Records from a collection
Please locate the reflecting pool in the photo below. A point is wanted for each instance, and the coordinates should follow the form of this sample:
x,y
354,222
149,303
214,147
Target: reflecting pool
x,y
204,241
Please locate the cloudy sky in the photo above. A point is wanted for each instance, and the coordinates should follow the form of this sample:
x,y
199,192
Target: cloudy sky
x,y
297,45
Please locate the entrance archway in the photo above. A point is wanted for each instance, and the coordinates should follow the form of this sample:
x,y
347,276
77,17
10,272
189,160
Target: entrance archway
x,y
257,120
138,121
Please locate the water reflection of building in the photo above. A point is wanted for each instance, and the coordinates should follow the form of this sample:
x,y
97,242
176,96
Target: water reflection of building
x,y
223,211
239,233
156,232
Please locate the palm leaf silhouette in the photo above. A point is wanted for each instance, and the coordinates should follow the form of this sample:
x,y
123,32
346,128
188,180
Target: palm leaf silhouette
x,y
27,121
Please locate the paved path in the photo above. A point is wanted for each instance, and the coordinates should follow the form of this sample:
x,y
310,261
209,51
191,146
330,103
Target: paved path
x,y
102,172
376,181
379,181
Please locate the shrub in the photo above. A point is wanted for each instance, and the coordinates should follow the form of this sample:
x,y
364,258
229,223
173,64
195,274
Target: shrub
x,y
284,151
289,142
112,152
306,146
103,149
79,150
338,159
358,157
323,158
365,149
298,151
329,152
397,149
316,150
---
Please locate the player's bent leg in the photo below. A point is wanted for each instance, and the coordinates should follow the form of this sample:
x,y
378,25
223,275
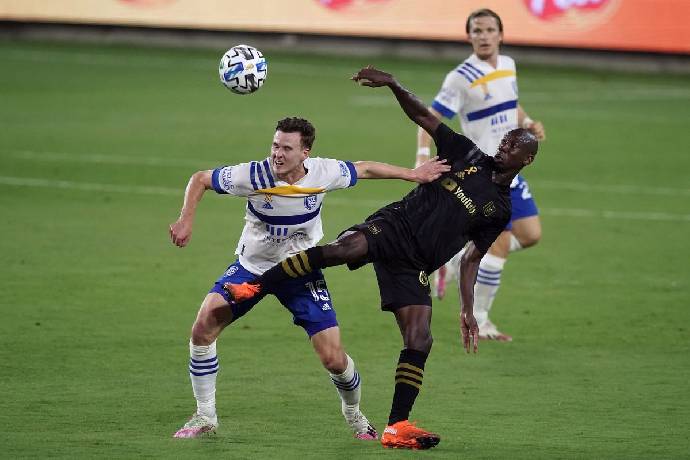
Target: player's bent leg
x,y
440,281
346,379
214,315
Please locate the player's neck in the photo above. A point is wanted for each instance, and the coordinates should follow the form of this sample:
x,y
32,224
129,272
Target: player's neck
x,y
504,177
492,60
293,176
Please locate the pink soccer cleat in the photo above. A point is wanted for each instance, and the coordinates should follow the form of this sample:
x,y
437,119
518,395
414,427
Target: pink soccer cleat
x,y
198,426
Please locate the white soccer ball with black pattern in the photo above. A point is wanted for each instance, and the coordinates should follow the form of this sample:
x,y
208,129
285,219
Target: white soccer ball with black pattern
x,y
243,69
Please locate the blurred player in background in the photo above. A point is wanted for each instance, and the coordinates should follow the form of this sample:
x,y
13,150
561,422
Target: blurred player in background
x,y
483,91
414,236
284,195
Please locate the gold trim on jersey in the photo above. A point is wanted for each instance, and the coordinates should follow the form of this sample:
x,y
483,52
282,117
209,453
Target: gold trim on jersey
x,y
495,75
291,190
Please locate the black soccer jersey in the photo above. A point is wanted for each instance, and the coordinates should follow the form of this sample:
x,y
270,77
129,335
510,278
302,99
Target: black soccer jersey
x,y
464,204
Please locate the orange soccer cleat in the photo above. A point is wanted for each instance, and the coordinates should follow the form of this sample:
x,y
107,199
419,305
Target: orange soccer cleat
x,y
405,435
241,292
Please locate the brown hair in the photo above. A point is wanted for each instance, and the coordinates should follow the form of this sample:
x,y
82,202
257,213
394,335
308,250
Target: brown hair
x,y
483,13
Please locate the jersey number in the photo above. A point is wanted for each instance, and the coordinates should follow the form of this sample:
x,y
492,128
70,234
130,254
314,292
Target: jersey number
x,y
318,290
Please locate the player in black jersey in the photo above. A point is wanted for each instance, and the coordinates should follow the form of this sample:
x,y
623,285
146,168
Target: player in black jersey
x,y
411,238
==
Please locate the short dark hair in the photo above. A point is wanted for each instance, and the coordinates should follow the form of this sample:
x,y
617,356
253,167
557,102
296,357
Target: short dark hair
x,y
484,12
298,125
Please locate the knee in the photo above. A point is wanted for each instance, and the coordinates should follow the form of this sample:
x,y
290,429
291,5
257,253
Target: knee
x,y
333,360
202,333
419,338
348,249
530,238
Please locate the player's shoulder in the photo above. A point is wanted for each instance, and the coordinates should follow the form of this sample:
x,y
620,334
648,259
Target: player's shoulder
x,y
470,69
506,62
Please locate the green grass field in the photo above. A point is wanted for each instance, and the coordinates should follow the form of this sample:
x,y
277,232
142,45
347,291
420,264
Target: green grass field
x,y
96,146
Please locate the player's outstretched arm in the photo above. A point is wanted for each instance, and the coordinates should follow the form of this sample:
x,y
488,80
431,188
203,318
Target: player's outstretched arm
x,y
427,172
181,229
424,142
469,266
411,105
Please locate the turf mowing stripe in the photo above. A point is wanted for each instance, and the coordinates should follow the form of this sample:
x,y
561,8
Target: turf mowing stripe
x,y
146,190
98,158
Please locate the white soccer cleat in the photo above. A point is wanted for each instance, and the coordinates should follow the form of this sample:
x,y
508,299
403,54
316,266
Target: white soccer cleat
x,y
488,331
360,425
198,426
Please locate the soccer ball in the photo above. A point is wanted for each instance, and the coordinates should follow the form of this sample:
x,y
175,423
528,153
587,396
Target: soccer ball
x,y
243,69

Short task:
Select every line of the data above that contains the word "outstretched", and copy each one. Case counts.

Answer to this exercise:
Please locate the player's outstretched arm in the photo above. A point is wanted for each instance, and the coordinates should follow the form of this sample:
Target: player's outstretched arm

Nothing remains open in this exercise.